INSTRUCTIONS TO FOLLOW: Nothing may be dropped or altered: reproduce all the data.

>> Begin

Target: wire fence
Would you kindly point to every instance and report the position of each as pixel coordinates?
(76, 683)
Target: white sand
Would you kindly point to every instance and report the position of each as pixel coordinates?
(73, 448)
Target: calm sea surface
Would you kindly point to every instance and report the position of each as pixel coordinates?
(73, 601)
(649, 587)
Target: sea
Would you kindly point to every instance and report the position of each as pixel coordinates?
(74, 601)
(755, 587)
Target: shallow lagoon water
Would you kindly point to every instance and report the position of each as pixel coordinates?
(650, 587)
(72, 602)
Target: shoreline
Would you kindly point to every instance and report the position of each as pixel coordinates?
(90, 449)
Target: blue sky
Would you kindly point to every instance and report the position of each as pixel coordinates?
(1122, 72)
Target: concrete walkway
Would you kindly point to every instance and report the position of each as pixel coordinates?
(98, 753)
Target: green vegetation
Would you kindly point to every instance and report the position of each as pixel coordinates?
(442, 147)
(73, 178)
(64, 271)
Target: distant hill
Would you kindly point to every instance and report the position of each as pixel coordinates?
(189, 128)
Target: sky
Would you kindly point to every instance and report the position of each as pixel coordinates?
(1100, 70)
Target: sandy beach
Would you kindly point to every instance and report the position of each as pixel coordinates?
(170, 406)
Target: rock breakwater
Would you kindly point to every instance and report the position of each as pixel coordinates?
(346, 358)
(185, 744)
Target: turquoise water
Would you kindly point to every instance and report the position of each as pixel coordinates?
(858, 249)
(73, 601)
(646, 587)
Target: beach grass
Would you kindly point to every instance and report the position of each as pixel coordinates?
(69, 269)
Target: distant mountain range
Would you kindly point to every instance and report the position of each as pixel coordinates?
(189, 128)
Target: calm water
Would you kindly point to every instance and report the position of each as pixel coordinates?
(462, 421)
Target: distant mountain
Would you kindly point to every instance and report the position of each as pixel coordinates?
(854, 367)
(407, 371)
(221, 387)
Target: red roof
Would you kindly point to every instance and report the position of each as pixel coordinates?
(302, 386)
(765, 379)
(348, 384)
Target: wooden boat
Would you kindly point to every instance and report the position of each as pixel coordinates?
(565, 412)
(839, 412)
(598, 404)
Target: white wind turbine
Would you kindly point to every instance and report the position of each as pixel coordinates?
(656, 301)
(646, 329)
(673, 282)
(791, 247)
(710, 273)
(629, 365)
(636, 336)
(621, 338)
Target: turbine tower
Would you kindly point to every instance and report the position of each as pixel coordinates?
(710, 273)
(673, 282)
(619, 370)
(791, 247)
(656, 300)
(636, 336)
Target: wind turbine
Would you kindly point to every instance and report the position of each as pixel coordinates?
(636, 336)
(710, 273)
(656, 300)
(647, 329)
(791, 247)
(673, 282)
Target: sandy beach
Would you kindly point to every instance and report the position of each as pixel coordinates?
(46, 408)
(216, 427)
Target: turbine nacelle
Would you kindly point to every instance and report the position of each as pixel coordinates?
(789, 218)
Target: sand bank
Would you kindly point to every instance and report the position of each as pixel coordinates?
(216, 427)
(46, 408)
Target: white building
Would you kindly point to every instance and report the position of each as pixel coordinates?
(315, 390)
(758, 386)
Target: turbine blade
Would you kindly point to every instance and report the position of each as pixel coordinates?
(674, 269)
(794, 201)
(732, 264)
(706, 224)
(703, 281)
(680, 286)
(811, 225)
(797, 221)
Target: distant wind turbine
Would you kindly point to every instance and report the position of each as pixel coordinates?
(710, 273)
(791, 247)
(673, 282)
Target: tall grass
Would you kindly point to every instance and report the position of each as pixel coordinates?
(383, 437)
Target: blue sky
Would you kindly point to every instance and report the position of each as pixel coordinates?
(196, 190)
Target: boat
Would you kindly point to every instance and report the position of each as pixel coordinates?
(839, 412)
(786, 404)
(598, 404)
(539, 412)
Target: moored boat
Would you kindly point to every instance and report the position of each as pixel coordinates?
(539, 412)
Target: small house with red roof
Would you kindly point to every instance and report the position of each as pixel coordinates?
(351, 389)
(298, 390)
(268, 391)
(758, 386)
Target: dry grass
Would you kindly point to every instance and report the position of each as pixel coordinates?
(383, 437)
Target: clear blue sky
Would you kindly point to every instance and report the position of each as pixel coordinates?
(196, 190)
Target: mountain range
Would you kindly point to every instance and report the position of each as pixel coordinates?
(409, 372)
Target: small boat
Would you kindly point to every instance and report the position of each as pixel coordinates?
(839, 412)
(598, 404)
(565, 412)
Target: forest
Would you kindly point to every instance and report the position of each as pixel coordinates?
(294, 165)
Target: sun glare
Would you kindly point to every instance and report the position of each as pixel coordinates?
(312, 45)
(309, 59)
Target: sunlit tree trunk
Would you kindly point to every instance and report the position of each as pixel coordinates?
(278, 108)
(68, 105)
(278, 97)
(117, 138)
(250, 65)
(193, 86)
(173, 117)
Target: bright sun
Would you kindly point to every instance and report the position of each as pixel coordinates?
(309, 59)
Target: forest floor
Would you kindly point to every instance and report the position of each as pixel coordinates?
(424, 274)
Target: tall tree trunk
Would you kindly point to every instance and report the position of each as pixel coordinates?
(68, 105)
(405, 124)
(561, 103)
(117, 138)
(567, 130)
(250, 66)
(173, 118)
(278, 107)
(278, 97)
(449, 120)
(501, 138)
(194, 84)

>> End

ANSWER TO THIS TASK:
Target: wire fence
Would you kindly point to every instance and report the position of each as pixel coordinates?
(76, 683)
Target: white sand
Would you kindly point to every instance and report the position of each as pixel coordinates?
(73, 448)
Target: calm sea surface
Would you kindly point to every instance and report the position of each as pixel coordinates?
(73, 601)
(649, 587)
Target: sea
Would you kindly point to every instance and report the position of each as pixel coordinates?
(74, 601)
(755, 587)
Target: shallow lagoon water
Would you kindly point to every instance and report the position of each as pixel coordinates?
(650, 587)
(72, 602)
Target: shoreline
Would you kindly point to every instance and report the position of each as pixel coordinates?
(90, 449)
Target: blue sky
Would you kindly point to every instance and report the position of each as pixel coordinates?
(1122, 72)
Target: concrete walkway
Would you kindly point to every instance and report the position of each as pixel coordinates?
(98, 753)
Target: green vegetation
Would you kindly point to every instance and report the position of each as pixel coordinates?
(442, 147)
(73, 178)
(64, 271)
Target: distant hill
Would you kindly point to every instance and report the position of each as pixel coordinates?
(189, 128)
Target: sky
Would you kindly point to every instance and report the position of each as pixel coordinates?
(1100, 70)
Target: sandy beach
Would you kindly point to every instance and report the position of each as pixel coordinates?
(170, 406)
Target: rock breakwater
Would you kindly point to every instance and report the position of each as pixel coordinates?
(346, 358)
(185, 744)
Target: turquoise water
Would you kindly point to every instance and report the position of each as pixel coordinates?
(858, 249)
(73, 601)
(646, 587)
Target: beach grass
Would you kindly point to every instance and report the position of each as pixel coordinates?
(69, 269)
Target: distant mountain range
Would you kindly point to every instance and report the position of each as pixel coordinates?
(189, 128)
Target: calm water
Would you kindly point to every instance and report the position of each as pixel coordinates?
(462, 421)
Target: distant mountain
Would you kindly point to every instance and report the position of each as pixel coordinates?
(854, 367)
(407, 371)
(221, 387)
Target: red roof
Would you kindly point to every instance and report the position of each as pixel coordinates?
(302, 386)
(765, 379)
(348, 384)
Target: wooden boat
Would you kindly point to every instance and report the position of each as pixel coordinates?
(565, 412)
(839, 412)
(598, 404)
Target: white wind turbine
Would you kindly point to every instance and report the position of each as pixel coordinates?
(656, 301)
(646, 329)
(673, 282)
(791, 247)
(710, 273)
(629, 365)
(636, 336)
(621, 338)
Target: turbine tower
Would you kindly point to every instance and report the position of each as pixel coordinates?
(710, 273)
(673, 282)
(619, 370)
(791, 247)
(656, 300)
(636, 336)
Target: wind turbine
Would you kindly point to every instance and report the position of each as pixel coordinates?
(636, 336)
(710, 273)
(656, 300)
(647, 329)
(791, 247)
(673, 282)
Target: sandy beach
Would you kindly point to every instance and report the position of each as pixel coordinates?
(46, 408)
(216, 427)
Target: turbine nacelle
Would you kindly point to every instance and report the position of each as pixel coordinates?
(789, 218)
Target: sand bank
Would you kindly point to every instance and report the position of each as pixel coordinates?
(216, 427)
(46, 408)
Target: white building
Would you kindly point to every instance and report the position of each as pixel coordinates?
(315, 390)
(758, 386)
Target: turbine blade
Would you kindly point to every instance and report the position of each as pixel coordinates?
(674, 269)
(794, 201)
(732, 264)
(706, 224)
(703, 281)
(680, 286)
(811, 225)
(797, 221)
Target: distant wind turbine
Would you kindly point to every instance and report the position of each as pixel coordinates?
(710, 273)
(791, 247)
(673, 282)
Target: tall grass
Would you kindly point to every instance and report the position of each as pixel coordinates?
(383, 437)
Target: blue sky
Would you kindly point to every instance and report the position of each as pixel coordinates?
(196, 190)
Target: boat
Would you kindly point to every instance and report the position of each as pixel coordinates?
(839, 412)
(786, 404)
(598, 404)
(539, 412)
Target: moored boat
Would you kindly point to every instance and report the position of each as pixel coordinates?
(539, 412)
Target: small house with red roof
Would you kindly point to every instance and report the position of each as pixel coordinates?
(351, 389)
(298, 390)
(268, 391)
(758, 386)
Target: dry grass
Would you kindly point to every instance and report the position of each as pixel coordinates?
(383, 437)
Target: clear blue sky
Would you kindly point to every instance and report the position of each as pixel coordinates?
(196, 190)
Target: mountain range
Would you kindly point to every instance and report the position of each as pixel coordinates?
(409, 372)
Target: small boat
Would you kindly point to every instance and report the position of each as pixel coordinates?
(839, 412)
(598, 404)
(565, 412)
Target: forest
Would you kindly point to every instance and report the position of each as pixel coordinates?
(294, 165)
Target: sun glare
Would you kindly point to every instance and report the position of each as pixel coordinates?
(312, 45)
(309, 59)
Target: sunlit tree trunk
Would you kindly point to every instance and report the position of each as pixel coordinates?
(278, 108)
(68, 105)
(278, 97)
(117, 138)
(250, 65)
(193, 86)
(173, 117)
Target: bright sun
Would you kindly point to every instance and report the position of each as pixel coordinates?
(309, 59)
Target: forest floor
Would you kindly point to every instance and report the position of each as pixel coordinates?
(424, 274)
Target: tall tree trunk
Would you kindly point to every instance and report the position of each as pixel coordinates?
(68, 105)
(405, 124)
(561, 103)
(117, 138)
(567, 130)
(250, 66)
(173, 118)
(278, 107)
(278, 97)
(449, 120)
(501, 138)
(194, 84)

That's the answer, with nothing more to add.